- **Work instructions**:
Repeat the listing in full, exactly as it stands.

- **Exercise materials**:
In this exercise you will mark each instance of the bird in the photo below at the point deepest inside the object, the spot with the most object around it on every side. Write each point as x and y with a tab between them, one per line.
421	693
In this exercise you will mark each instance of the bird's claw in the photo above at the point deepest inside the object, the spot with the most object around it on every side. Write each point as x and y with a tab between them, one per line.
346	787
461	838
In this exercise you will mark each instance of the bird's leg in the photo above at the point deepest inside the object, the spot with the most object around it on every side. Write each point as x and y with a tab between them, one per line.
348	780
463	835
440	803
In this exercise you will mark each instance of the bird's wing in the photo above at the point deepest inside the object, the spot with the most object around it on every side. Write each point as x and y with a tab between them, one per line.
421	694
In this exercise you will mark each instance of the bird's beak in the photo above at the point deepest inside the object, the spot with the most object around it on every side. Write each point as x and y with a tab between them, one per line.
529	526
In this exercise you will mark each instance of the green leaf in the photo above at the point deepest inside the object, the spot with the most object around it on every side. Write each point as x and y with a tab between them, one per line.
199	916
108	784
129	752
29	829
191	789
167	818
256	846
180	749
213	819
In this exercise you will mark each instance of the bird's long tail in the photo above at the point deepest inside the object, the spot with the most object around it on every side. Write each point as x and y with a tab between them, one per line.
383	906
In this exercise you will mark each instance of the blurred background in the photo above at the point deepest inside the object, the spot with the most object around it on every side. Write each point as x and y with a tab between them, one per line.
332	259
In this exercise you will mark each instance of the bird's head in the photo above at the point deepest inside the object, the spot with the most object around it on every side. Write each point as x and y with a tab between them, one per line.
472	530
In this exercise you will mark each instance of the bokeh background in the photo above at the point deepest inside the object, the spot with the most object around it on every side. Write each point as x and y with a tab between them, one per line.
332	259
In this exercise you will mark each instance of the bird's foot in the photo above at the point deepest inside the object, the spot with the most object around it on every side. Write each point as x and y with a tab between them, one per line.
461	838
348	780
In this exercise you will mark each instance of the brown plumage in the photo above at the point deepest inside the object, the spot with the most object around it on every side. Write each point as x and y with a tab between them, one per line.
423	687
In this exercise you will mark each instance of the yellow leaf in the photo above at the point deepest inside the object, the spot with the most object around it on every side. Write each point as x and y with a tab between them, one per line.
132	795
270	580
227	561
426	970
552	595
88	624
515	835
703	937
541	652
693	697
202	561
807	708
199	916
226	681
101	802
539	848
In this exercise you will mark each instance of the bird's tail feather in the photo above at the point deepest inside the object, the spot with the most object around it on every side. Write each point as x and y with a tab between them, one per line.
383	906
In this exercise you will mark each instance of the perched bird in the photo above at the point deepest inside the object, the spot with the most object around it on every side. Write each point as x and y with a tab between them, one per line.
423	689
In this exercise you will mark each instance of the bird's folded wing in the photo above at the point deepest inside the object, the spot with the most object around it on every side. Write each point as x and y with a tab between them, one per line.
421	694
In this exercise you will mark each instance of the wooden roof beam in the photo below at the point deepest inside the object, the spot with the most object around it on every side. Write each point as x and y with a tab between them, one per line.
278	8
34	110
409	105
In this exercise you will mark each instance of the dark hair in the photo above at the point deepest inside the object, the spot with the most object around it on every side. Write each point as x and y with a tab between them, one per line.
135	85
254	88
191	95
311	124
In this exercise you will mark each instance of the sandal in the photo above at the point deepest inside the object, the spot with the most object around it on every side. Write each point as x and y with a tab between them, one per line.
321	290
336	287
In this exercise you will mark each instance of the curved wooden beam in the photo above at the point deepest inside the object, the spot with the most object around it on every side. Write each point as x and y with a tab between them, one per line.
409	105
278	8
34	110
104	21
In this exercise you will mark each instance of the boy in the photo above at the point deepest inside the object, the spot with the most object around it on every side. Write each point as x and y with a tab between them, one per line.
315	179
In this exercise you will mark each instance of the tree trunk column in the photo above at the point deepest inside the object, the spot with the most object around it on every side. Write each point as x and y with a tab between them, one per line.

- **Solved exercise**:
In this exercise you will mark each instance of the bird in the photo below at the point deepest inside the object, the spot with the most object around it on every side. Write each point as x and y with a tab between them, one per line.
421	693
In this exercise you will mark each instance of the bird's claw in the photo above at the point deepest inside the object, the spot with the most object around it on every side. Write each point as x and y with a tab between them, one per line.
346	787
461	838
In this exercise you will mark each instance of the bird's leg in the photo above at the point deepest inside the object, the spot with the most object around it on every side. Write each point as x and y with a tab between them, one per line.
348	780
463	835
440	803
In this exercise you will mark each instance of the bird's wing in the photo above at the point deepest inside the object, the spot with the most object around it on every side. Write each point as x and y with a tab between them, one per line.
421	694
In this exercise you will mark each instance of the bird's beak in the photo above at the point deepest inside the object, the spot with the most object around it on every side. Write each point as x and y with a tab between them, one per line.
529	526
In this exercise you will mark each instance of the green leaf in the photo above at the point deepest inside the object, the spot with the most object around it on every side. Write each point as x and y with a tab between them, one per line.
199	916
108	784
129	752
29	829
191	789
167	818
256	846
180	749
213	819
In this exercise you will mark each instance of the bird's long tail in the photo above at the point deepest inside the object, the spot with the most object around it on every side. Write each point as x and y with a tab between them, one per line.
383	906
In this exercise you will mark each instance of the blurred background in the photo above at the point deepest inside the object, the spot with the most object around it on every side. Write each point as x and y with a tab between them, one per line.
332	259
In this exercise you will mark each instance of the bird's head in the photo above at the point deepest inside the object, the spot with the most object around it on every side. Write each point as x and y with a tab between them, one per line.
472	530
In this exercise you will mark each instance of the bokeh background in the photo above at the point deepest inside the object, the spot with the most object around it on every side. Write each point as x and y with a tab between them, one per line.
332	259
In this exercise you will mark each instance of the bird's foot in the photo above at the point deepest inside the object, the spot with the most object around it on every side. Write each point as x and y with a tab between them, one per line.
461	838
348	780
In this exercise you will mark each instance of the brown plumage in the photo above at the point deepest inside the object, the spot with the most object around it on every side. Write each point as x and y with a tab between them, one per line.
423	687
In this exercise you will mark each instance of the yellow leaf in the photo above at the point deepest inside the object, the spot with the most object around it on every side. Write each point as x and y with a tab between them, one per line.
132	795
270	580
227	561
426	970
552	595
88	624
515	835
703	937
541	652
693	697
202	561
807	708
199	916
226	681
101	802
539	848
In this exercise you will mark each instance of the bird's tail feather in the photo above at the point deepest inside the object, the spot with the most object around it on every side. Write each point as x and y with a tab between them, one per line.
383	906
In this exercise you will mark each instance of the perched bird in the photo above at the point deepest inside the object, the spot with the most object around it on every side. Write each point as x and y with a tab between them, one per line.
423	689
In this exercise you will mark each instance of the bird's folded wing in the photo above at the point deepest inside the object, the spot with the most object around it on every side. Write each point as x and y with a tab between them, one per line.
421	694
In this exercise you will mark each instance of the wooden roof beam in the photo below at the point deepest inside the object, the spot with the most object around it on every side. Write each point as x and y with a tab between them, one per line.
278	8
34	110
409	105
In this exercise you will mark each instance of the dark hair in the photo above at the point deepest inside the object, the spot with the most object around it on every side. Write each point as x and y with a tab between them, one per line.
135	85
254	88
191	95
311	124
In this exercise you will mark each instance of the sandal in the photo above at the point deepest inside the object, the spot with the most object around it on every side. Write each point as x and y with a tab between them, one per line.
321	290
336	287
In this exercise you will mark each instance of the curved wooden beam in the photo above at the point deepest inside the object, the spot with the most object around it on every side. Write each point as x and y with a tab between them, one per line.
409	105
278	8
34	110
104	21
In this exercise you will mark each instance of the boy in the photo above at the point deepest inside the object, the spot with the most object around it on every side. Write each point as x and y with a tab between them, one per line.
315	179
In this exercise you will mark each instance of the tree trunk column in the photo above at the point deepest inside the object, the spot with the most object around it on every side. Write each point as x and y with a tab between them, one per line.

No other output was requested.